| Requirement A |
Decide whether each statement below agrees with the passage on rejecting the premise. For each, answer yes or no and quote the words from the passage that decide it.
(i) The passage treats framing the debate as a recent invention.
(ii) Characters who argue over the color of a wood shed have already accepted that the shed should be built.
(iii) In the board room scene, Seth stays standing after Julie brings up Taiwan.
| Requirement B |
Pick up the passage on rejecting the premise and continue it from the point where it stops.

──────── Passage

The character’s act of disagreeing is unimportant because they have already validated the central premise, and revealed an underlying bias on the part of the author that has crept into the work. Whatever heated debate is taking place on the page is no longer drama, but sock puppet theatre.

Some other situations:

  • If your characters are building a wood shed and get into a protracted debate about what color the shed is, they have already agreed to the premise that the shed ought to be built in the first place.
  • If your characters are arguing about the morality of using demonic magic to stop an even more powerful demon, they have already agreed to the premise that demons are evil and the use of magic must be justified.
  • If your characters are sailing a ship and they argue about whether three point sails are better in a storm than four point sails, they have already forgotten the obvious advice to bring the sails down during a storm.

Rejecting the Premise

It is a time honored tradition in public relations, advertising, and politics to attempt to establish a premise ahead of time. It’s also referred to as “framing the debate.” Less experienced rhetoriticians often fall into the trap outlined above where they react to the provocative statements of the other side without questioning the assumptions inherent in the statement or question. Over time, however, people learn to reject the premise before responding.

To use the prior example, “Why do labor unions deserve legal protection for their collective bargaining rights?” some responses might be:

  • “Why are we discussing hard working citizens when it is a corrupt political structure that is causing the problem?”
  • “How many jobs should a person have to work in order to support their family?”
  • “No one in management is having trouble making ends meet, so why is this a problem?”

All of these responses share one thing in common: they brush aside the premises of the original question before dropping in a new set of premises of their own.

Rejecting the Premise for comedic and dramatic effect

Let’s face it. Tit-for-tat arguing can get the blood flowing but we only watch it as a spectator sport to either root for our side, or to listen to what nonsense the other side spouts. As writers, we are aiming to craft characters and scenes with greater depth than a Facebook argument.

Rejecting the premise can be the source of immense drama, and it tells us much more about a character than an argument does. Let’s re-examine the scene from the previous article, and this time we will examine the premises rather than the status transactions.

Julie pushed open the doors to the board room. The meeting of her fellow directors was already in progress.

“It’s about time you got here,” Seth said. He threw the copy of the report on the table and shoved toward Julie’s seat.

Julie picked it up to read without sitting down. She skimmed to the report’s conclusion. Seth started speaking but Julie held up a hand to silence him until she finished. “Change of plans,” she said. “We’ll be going with David’s proposal.”

“What?” Seth shouted. “David’s never even seen Denver!”

“It’s the continental U.S. How different can it be, really?” David asked.

“Plenty. Do you remember—”

“That’s enough, you two,” Julie said. “Seth, I understand your concerns, but Taiwan just isn’t feasible right now. You understand why, right?”

Seth opened his mouth to protest, but instead he nodded and took his seat.

────────────────
──────── Dataset content

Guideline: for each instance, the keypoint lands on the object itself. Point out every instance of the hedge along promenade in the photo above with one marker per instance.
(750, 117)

────────────────

| Result A |
(i) No: "It is a time honored tradition in public relations, advertising, and politics to attempt to establish a premise ahead of time."
(ii) Yes: "they have already agreed to the premise that the shed ought to be built in the first place."
(iii) No: "instead he nodded and took his seat."

| Result B |
When Seth calls out Julie for being late, he is trying to establish a dominant position. His choice of words and his defiant act of shoving the report across the table rather than handing it to her indicates he is operating from a particular set of assumptions:

  1. Julie’s tardiness deserves commenting on.
  2. He expects her to justify her tardiness.
  3. His time is more valuable than hers.

Julie doesn’t take the bait. In effect, she refutes Seth’s premise by not responding to a deliberate attempt to provoke her. She is saying, “Your comments on my behavior are not legitimate enough to merit justification.” That reaction (or non-reaction) creates more dramatic tension than if they had broken down into bickering.

Tit-for-tat bickering is a way to release dramatic tension, not build it! When characters argue, they are laying their cards on the table. To build tension in the scene and in the reader, you want to do the opposite: hold things in reserve until the last possible moment.

We see her put this into practice in the following sentence when she cuts off Seth before he can press matters. She has now established new boundaries for the discussion: they will be discussing what is important to her, and on her time.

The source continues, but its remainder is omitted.